The markets began the week with a high level of volatility. In addition to the Federal Reserve officials' insistence on raising interest rates as much as necessary to end inflation, the turmoil in the British market following the announcement by the Government of a plan to increase spending alongside a tax cut has influenced the general risk sentiment of the markets.

Following the surprising announcement of the new UK government, the UK 10-year bond experienced its largest yield increase in history, of around 40 basis points. The British bond collapsed due to a fiscal plan that, according to investors, jeopardized the United Kingdom's financial stability, especially given the economy's slow growth and rising interest rates.

The British Pound fell to 1.0350 against the dollar, a level not seen since 1985, prompting the Bank of England to issue a statement, implying to the market that it might intervene to stop this movement. In the end, nothing happened in this regard. Still, the Bank of England is expected to raise interest rates by 100 basis points at its next meeting in November, without ruling out direct market intervention if pound volatility returns.

In short, the market is experiencing volatility, which some central bank officials do not hesitate to label as dysfunctional in both the fixed income and currency markets.

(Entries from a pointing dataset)
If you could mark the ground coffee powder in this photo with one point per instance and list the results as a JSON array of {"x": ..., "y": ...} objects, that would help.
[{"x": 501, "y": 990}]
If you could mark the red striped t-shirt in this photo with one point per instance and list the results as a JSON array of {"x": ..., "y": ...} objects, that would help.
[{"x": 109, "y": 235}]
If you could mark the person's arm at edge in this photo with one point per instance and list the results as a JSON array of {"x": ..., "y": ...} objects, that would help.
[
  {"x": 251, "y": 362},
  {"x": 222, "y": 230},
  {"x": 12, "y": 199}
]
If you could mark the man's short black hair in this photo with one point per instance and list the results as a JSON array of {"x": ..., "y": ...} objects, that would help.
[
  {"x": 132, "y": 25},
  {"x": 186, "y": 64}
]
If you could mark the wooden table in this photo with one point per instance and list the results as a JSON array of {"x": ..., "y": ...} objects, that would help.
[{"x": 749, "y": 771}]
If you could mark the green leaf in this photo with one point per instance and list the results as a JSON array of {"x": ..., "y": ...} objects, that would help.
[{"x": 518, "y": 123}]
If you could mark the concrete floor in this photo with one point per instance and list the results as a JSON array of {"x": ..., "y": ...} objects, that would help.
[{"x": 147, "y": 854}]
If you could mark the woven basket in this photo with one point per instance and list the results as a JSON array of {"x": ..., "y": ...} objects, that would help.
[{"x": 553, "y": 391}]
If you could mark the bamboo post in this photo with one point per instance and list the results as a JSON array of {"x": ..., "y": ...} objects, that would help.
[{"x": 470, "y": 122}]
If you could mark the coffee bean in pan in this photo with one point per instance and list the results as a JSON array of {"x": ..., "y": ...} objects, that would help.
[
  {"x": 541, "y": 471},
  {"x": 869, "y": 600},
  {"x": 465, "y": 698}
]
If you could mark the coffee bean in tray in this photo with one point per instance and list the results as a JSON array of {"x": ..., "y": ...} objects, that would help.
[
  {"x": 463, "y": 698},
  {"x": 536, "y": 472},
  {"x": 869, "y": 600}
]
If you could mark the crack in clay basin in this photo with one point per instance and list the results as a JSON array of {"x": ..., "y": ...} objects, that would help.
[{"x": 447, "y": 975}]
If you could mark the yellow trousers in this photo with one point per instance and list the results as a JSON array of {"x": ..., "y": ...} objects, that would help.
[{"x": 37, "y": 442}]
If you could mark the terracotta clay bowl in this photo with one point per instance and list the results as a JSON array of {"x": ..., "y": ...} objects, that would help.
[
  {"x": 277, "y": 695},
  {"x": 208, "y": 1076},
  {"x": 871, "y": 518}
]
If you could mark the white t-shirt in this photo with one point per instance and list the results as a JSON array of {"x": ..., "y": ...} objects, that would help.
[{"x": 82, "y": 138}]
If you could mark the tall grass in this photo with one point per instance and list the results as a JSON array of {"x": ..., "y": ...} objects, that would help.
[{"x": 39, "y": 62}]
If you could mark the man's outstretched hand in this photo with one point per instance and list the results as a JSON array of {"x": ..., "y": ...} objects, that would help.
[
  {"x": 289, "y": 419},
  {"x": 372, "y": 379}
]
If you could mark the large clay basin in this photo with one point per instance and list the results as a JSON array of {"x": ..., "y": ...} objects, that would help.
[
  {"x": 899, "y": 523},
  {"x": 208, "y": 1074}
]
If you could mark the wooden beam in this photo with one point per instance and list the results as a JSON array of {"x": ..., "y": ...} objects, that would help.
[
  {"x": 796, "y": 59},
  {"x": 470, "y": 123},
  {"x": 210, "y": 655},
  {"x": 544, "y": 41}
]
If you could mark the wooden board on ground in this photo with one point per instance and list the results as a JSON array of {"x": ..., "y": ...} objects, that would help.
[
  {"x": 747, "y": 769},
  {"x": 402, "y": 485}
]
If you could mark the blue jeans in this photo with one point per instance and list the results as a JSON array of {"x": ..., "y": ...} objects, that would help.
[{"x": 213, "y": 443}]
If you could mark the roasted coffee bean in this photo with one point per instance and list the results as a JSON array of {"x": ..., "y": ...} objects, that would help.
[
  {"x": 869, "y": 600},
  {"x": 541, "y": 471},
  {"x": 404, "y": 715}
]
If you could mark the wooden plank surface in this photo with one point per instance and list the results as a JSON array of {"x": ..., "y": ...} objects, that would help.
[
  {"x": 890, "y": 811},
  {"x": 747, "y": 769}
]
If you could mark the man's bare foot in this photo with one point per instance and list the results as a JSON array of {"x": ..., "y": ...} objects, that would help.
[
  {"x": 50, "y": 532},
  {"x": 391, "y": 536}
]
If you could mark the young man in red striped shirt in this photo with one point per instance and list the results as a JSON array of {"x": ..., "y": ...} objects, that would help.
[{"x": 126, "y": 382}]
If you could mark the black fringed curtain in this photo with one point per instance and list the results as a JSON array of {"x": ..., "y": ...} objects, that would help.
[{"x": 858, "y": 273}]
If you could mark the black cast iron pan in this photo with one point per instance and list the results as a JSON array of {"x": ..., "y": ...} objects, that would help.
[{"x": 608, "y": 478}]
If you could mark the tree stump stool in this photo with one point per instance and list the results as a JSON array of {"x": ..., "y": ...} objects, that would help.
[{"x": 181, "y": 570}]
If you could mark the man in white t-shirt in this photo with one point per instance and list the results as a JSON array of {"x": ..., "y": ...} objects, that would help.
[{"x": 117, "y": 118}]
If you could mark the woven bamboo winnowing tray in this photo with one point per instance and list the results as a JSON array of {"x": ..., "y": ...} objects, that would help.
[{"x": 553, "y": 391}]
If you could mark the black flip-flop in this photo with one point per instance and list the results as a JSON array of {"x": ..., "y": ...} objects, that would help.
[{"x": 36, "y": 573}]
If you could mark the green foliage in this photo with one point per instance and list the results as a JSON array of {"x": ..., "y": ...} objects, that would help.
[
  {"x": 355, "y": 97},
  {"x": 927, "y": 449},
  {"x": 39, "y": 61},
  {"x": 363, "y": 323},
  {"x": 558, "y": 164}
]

**EXERCISE INSTRUCTIONS:** Continue the market commentary on the British bond and pound turmoil, picking up after its last sentence.

**RESPONSE TO THIS TASK:**
Regardless of the events in the United Kingdom, which are still concerning and may have an impact on global markets, a large part of the imbalances stem from the excessive strength of the US dollar due to the Federal Reserve's aggressive monetary policy. 

US treasury bonds are still selling strongly, and the 10-year bond is already approaching 4%. 

US new home sales and consumer confidence figures were released yesterday, both of which were positive and better than expected, weighing on stock indices. These days, good economic data is considered bad news for markets as it reinforces the Federal Reserve's determination to raise interest rates aggressively. 

Only a shift in the tone of central banks could alleviate market tensions, which could be aided by lower inflation figures, such as the one released this Friday, or an increase in the unemployment rate. Although it is possible that the economy will show serious signs of slowing, this is not the case at the moment, at least in the United States.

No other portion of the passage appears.